Okuma Parçası:

· · · ·

BİZ 67 MİLLET DEĞİL, TEK MİLLETİZ

İki farklı kamu oyu yoklaması , iki farklı gazetede bir gün ara ile yayınlandı.

 

Konsensus’un  Habertürk için yaptığı araştırmada , ‘’Bu gün seçim olsa kime oy verirsiniz ? ‘’ sorusuna  cevap verenlerin  yüzde 7’si kararsızım demiş…  Kararsızlar dağıtılırsa  araştırmadan , oyların yüzde 50.2 ‘sinin  AK partiye , yüzde 27.1 ‘inin CHP’ ye ve yüzde 12’sinin ise MHP’ ye  gideceği  sonucu çıkarılmış.

 

 

Sabah  gazetesinde yayınlanan Sonar araştırma şirketinin , yaptığı araştırmada ise , genel seçimlerin bu gün tekrarlanması halinde kime oy verileceği sorulmuş. Bu araştırmadan  ise  Ak partinin yüzde 54.83 , CHP’nin  yüzde 19.52 ve MHP’nin ise yüzde yüzde 16.13  oy alacağı  sonucu çıkmış.

 

İki anket arasında , AKP için 4.63 puan , CHP için 7.58 ve MHP için 4.3 puan fark var. En fazla fark CHP’ de ortaya çıkıyor. Yüzde hesabıyla , Konsensus ‘un habertürk için yaptığı araştıramda CHP’ ye çıkan oylar , Sonar araştırmasından çıkan oylardan  yüzde 38.8 oranında daha yüksektir.

 

Bu tür araştırmalar , seçmenin siyasi tercihlerini etkiler. Medyanın görevi , en doğru araştırmayı yaptırarak , insanlara doğru ve güvenilir bilgi vermektir. Basın yaptırdığı araştırmanın doğruluğunu kontrol etmelidir.

 

Aynı  zamanda  yapılan  bu iki araştırmaya bakanlar , halkın siyasi tercihi hakkında nasıl fikir sahibi olabilecek ? Siyasi partiler , siyasi kadrolar başarılı olup olmadığını nasıl anlayacaklar ?

 

Belli ki ortada bir maniplasyon var… Ancak kimin yaptığını anlayacak imkanımız yoktur. Maniplasyon hem araştırma yapan kuruluşlar için hem de medya için en ağır bir toplum  suçudur.  Çünkü , medya yarı kamusal  bir hizmettir. Maniplasyon varsa  bundan bir kişi değil , tüm toplum zarar görecektir.

 

Maniplasyonu  önlemenin  yolu , kamu oyu araştırmalarının denetimidir. Her şeyden önce , bu işi yapacak  olanların ehliyetinin sorgulanması gerekir. Kamu yararı için  araştırma şirketlerinin  ehliyetli  anketörler ve uzman araştırmacılar  çalıştırması şartı konulmalıdır. Bu şirketler ruhsata bağlanmalıdır.

 

Üniversitelerde  yapılan araştırma ve anketlerde , en fazla yüzde 5 güvenlik aralığı tanınıyor. Daha fazla sapma olursa , anketin veya araştırmanın doğruluğu sorgulanıyor.

· · · ·

Kayıtlı Veriler:

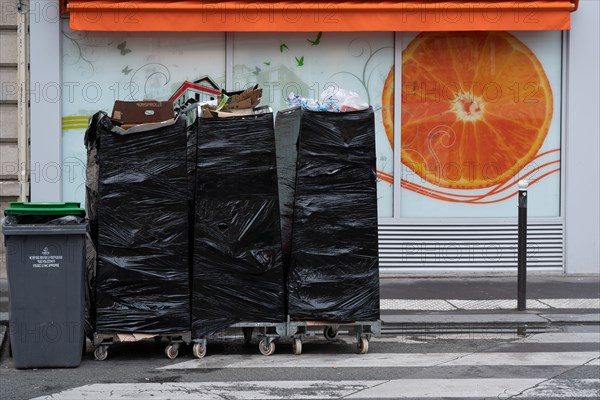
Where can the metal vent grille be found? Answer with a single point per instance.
(468, 246)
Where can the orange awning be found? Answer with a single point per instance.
(314, 16)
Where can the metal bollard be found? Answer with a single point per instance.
(522, 248)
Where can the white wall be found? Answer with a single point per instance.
(582, 166)
(45, 98)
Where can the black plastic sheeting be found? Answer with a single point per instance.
(334, 272)
(141, 218)
(238, 272)
(287, 129)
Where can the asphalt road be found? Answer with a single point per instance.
(563, 363)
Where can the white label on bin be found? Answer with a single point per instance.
(46, 260)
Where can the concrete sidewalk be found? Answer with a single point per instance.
(458, 303)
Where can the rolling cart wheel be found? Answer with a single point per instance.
(247, 334)
(199, 350)
(266, 348)
(330, 333)
(100, 353)
(363, 346)
(297, 346)
(172, 351)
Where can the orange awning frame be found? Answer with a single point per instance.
(315, 16)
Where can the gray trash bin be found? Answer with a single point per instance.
(46, 280)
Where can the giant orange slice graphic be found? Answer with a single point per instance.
(476, 107)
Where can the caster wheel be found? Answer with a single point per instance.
(199, 350)
(363, 346)
(247, 334)
(172, 351)
(266, 348)
(297, 346)
(100, 353)
(330, 333)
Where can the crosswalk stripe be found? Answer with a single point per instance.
(397, 388)
(480, 388)
(490, 304)
(389, 360)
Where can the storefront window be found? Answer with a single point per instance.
(307, 64)
(99, 68)
(480, 111)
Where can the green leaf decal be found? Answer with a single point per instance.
(123, 48)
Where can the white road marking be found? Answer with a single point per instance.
(425, 305)
(398, 388)
(389, 360)
(573, 303)
(479, 388)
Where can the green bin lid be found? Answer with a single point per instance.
(60, 209)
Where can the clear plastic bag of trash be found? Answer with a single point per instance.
(332, 99)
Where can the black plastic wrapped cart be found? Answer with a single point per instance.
(238, 275)
(333, 280)
(137, 188)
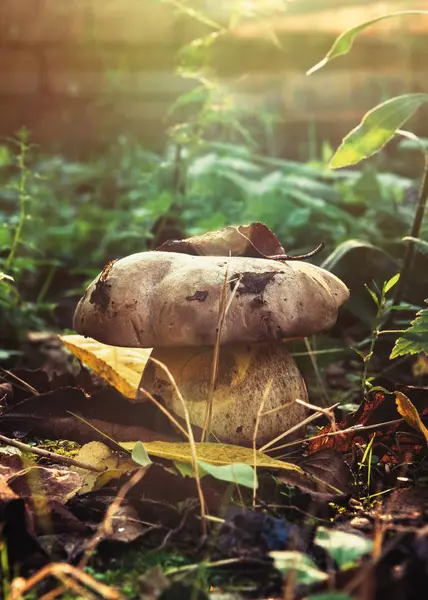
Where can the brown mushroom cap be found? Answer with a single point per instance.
(169, 299)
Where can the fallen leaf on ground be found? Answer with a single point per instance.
(120, 367)
(99, 455)
(410, 414)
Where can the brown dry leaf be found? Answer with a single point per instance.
(410, 414)
(120, 367)
(255, 239)
(99, 455)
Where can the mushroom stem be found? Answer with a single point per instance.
(244, 373)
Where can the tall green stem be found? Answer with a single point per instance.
(22, 197)
(406, 269)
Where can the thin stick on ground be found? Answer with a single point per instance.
(292, 430)
(191, 440)
(26, 385)
(59, 458)
(353, 429)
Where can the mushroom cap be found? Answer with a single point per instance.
(170, 299)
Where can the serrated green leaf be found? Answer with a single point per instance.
(378, 126)
(239, 473)
(414, 339)
(372, 294)
(140, 456)
(344, 42)
(303, 567)
(344, 548)
(388, 285)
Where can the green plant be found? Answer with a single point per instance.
(378, 127)
(383, 309)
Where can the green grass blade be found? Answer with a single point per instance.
(378, 126)
(344, 42)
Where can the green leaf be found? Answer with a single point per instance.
(344, 42)
(305, 570)
(388, 285)
(344, 548)
(378, 126)
(422, 244)
(414, 339)
(140, 456)
(239, 473)
(372, 294)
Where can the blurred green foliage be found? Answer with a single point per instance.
(80, 215)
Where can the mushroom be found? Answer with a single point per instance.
(169, 301)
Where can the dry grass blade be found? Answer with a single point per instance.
(166, 412)
(256, 430)
(290, 431)
(223, 309)
(191, 440)
(59, 458)
(105, 526)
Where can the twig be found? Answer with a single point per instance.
(292, 430)
(66, 460)
(352, 429)
(21, 381)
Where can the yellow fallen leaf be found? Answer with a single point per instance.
(215, 454)
(410, 414)
(120, 367)
(227, 454)
(99, 455)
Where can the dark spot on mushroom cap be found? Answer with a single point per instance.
(257, 303)
(201, 296)
(252, 283)
(101, 295)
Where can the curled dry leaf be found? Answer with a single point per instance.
(410, 414)
(99, 455)
(120, 367)
(255, 240)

· · · ·

Görev Listesi:
[A] Kamuoyu araştırmaları metnindeki "Basın yaptırdığı araştırmanın doğruluğunu kontrol etmelidir." cümlesini İngilizceye çevirin.
[B] Kamuoyu araştırmaları metnine göre üniversitelerde yapılan araştırma ve anketlerde en fazla yüzde kaç güvenlik aralığı tanınıyor?
[C] Kamuoyu araştırmaları metnini son cümlesinden sonrası için yazmaya devam edin.
Kayıtlı satırlar, kamuoyu araştırmaları metninden bağımsız ayrı bir malzemedir.

Cevap Anahtarı:
[A] The press should check the accuracy of the research it commissions.

[B] En fazla yüzde 5.

[C]
 

Öte yandan , araştırma ve yapılan anketler , farklı bir anlam çıkmasını önleyecek açıklıkta ve doğrulukta olmalıdır.  Deneklerin aydınlatılması gerekir.  

 

Söz gelimi yine bir gazete ,  Türkiye’nin etnik köken haritası araştırması yaptırmış. Ancak alınan cevaplarda etnik köken olarak , katılanlardan yüzde bire yakını yörük olduğunu söylemiş. Oysaki yörükler etnik olarak Türktür. Yine , Alevilik  bir inançtır. Ancak etnik köken olarak ankette yer alıyor. Yine Ahıska Türkü diyor… Azeri diyor … Hele hele terekeme diyor. Sanki Ahıska Türkü , Azeriler , terekemler   Türk’ten ayrı bir etnik gurupmuş gibi ele alınıyor.

 

Anketin dip notunda Aleviliği,  bazılarının inatla bir etnik köken olarak gördüğü açıklanıyor. Ben şahsen Aleviliği bir inanç olarak değil de bir etnik  köken olarak görecek alevi tanımıyorum. Aksi halde alevilere  haksızlık etmiş oluruz.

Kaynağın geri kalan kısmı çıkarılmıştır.